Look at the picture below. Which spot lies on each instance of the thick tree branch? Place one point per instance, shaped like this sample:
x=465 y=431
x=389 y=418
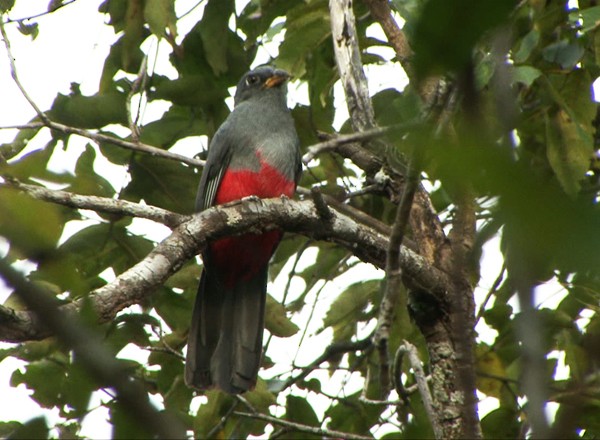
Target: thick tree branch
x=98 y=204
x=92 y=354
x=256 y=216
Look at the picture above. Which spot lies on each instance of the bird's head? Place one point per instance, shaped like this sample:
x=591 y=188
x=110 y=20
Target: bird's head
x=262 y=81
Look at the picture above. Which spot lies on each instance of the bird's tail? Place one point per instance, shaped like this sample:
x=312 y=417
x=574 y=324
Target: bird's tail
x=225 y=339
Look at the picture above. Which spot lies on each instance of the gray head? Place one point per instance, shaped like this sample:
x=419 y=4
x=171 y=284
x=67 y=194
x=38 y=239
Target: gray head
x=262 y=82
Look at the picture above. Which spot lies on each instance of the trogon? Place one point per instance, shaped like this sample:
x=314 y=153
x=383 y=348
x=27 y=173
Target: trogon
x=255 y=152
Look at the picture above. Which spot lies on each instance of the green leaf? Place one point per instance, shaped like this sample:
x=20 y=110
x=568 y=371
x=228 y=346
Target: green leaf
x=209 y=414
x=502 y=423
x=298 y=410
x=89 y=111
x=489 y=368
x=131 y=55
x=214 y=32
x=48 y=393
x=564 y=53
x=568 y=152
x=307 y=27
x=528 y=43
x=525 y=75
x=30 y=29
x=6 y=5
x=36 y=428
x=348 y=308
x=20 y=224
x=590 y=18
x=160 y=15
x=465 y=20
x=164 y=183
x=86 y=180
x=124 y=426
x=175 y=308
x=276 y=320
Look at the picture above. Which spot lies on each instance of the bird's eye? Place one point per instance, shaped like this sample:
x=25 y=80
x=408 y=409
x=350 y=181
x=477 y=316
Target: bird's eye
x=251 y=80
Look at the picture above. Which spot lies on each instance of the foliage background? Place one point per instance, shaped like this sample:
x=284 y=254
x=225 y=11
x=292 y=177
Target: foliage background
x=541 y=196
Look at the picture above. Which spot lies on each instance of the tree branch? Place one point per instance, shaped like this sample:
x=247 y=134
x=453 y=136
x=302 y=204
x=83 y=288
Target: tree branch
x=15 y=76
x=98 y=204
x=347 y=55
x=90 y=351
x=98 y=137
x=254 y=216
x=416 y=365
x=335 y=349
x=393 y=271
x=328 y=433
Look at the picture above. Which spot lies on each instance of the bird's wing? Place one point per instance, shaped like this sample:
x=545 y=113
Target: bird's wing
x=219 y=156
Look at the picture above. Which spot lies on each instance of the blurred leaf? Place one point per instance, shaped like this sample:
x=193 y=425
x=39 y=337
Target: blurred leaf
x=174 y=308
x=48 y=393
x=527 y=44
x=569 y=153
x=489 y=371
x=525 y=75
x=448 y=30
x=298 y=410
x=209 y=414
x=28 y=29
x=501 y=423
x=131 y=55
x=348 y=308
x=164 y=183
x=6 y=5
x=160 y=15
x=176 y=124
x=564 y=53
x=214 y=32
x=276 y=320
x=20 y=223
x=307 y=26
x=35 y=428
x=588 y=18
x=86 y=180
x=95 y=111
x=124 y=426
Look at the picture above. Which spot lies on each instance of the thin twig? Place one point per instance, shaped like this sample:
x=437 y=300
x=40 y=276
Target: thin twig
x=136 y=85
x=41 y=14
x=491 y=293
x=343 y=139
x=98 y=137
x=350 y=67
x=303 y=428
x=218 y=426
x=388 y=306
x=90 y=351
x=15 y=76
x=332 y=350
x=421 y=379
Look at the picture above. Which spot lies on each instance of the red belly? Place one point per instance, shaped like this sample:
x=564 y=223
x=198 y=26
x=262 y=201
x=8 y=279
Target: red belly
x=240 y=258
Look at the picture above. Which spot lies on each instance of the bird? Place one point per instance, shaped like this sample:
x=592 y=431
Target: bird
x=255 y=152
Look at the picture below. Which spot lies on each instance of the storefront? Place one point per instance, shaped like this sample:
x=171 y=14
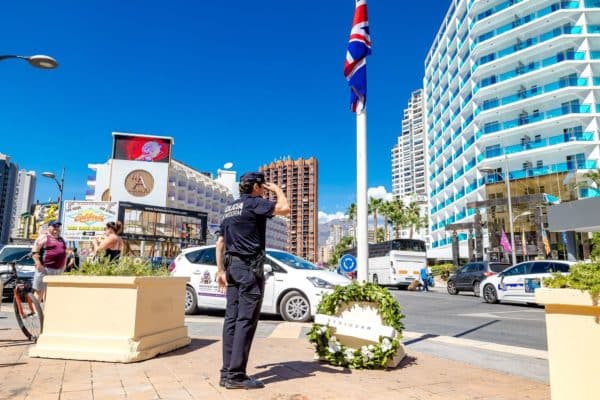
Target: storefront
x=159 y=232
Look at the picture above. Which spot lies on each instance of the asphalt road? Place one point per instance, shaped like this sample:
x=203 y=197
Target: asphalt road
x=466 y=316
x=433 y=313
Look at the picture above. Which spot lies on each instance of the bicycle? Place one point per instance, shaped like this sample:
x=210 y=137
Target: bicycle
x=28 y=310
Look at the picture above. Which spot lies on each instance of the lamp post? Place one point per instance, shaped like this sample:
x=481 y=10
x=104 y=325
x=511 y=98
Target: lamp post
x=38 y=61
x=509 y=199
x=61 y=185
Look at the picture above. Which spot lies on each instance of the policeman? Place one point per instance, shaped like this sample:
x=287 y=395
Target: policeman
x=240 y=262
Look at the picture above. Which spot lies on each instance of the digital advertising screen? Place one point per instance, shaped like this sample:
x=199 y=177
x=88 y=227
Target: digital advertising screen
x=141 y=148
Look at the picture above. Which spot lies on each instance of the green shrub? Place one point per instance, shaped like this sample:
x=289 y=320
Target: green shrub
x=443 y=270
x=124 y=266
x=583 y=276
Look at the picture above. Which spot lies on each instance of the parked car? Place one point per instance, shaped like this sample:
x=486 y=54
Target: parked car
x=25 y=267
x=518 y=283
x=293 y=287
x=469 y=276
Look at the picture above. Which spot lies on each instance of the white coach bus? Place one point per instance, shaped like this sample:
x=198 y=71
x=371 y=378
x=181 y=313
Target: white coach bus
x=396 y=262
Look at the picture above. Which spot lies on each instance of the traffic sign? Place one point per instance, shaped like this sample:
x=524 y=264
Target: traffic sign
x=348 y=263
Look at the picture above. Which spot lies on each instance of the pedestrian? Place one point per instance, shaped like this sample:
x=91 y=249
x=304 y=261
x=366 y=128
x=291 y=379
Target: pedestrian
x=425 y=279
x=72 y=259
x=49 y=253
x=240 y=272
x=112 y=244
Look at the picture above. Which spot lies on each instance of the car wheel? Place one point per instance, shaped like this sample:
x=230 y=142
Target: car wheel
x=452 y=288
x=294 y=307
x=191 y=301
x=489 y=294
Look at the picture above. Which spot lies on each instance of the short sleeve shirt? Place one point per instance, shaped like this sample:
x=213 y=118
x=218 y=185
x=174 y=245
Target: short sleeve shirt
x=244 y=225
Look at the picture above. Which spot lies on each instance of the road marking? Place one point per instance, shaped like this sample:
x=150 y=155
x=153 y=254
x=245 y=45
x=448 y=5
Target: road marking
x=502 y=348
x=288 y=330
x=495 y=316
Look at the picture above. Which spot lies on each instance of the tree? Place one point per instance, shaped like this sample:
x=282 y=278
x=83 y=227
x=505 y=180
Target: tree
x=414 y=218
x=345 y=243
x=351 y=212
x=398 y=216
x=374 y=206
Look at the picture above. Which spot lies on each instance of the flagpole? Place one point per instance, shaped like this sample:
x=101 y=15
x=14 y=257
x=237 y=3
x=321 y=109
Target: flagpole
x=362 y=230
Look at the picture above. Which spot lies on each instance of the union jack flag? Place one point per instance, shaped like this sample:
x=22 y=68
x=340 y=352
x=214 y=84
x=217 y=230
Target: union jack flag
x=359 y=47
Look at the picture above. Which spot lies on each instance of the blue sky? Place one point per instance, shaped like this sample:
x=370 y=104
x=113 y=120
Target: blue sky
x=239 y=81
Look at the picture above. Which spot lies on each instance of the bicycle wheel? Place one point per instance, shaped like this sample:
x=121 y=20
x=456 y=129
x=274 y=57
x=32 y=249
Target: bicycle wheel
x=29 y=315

##############################

#### Description of the task
Scale the items from the line with "of the policeman?" to the line with "x=495 y=316", both included, and give only those lines again, requests and all. Multiply each answer coordinate by 1.1 and round it to a whole number, with halves rounding up, but leave the requests and their sample coordinates as they are.

#### Full response
Look at the picture above. Which spot lies on each instance of the policeman? Place one point per instance, shaped like this sample:
x=287 y=395
Target: policeman
x=264 y=288
Look at the picture above. Which spot lies on each instance of the digital advertising screen? Place one point per instance, shaped like this sample:
x=199 y=177
x=88 y=227
Target: digital advertising screen
x=155 y=163
Look at the picture above. Which spot lies on each instance of the green shrub? Place one point per instance, shaped like this sample:
x=289 y=320
Target: green shrub
x=487 y=297
x=136 y=293
x=641 y=304
Look at the picture above. Which spot lies on each instance of the parked car? Place one point per instance, shaped like this sample:
x=486 y=54
Target: parked car
x=28 y=294
x=570 y=311
x=322 y=316
x=516 y=304
Look at the picture above. Which spot lies on each instance of the white coach bus? Place one point per instance, shaped like this sample:
x=198 y=71
x=371 y=378
x=181 y=313
Target: white coach bus
x=436 y=288
Look at the picture above. Which spot lies on each instance of the traffic sign? Place one point per instance, shaped like this sample:
x=524 y=264
Target: traffic sign
x=383 y=289
Look at the picture above. Which spot lies on each instance of the pedestrian? Place one point per instance, shaped like this sample:
x=91 y=249
x=304 y=261
x=366 y=128
x=291 y=379
Target: pedestrian
x=468 y=307
x=79 y=285
x=54 y=278
x=264 y=299
x=123 y=268
Look at the picture above. Which spot lies on each instance of the car wheel? Place one point per instance, shaped like this sample:
x=230 y=142
Target: car wheel
x=497 y=317
x=323 y=338
x=210 y=331
x=538 y=323
Look at the picture above. Which spot lies on each instance of the short sleeve shirt? Place one point per instance, shaped like this sample:
x=213 y=118
x=218 y=185
x=174 y=245
Target: short sleeve shirt
x=268 y=248
Look at the picture above. Which spot lies on each instance of the road marking? Place one point per instance, shaped like this sample:
x=150 y=155
x=153 y=254
x=245 y=45
x=448 y=5
Target: road marking
x=552 y=383
x=317 y=363
x=545 y=348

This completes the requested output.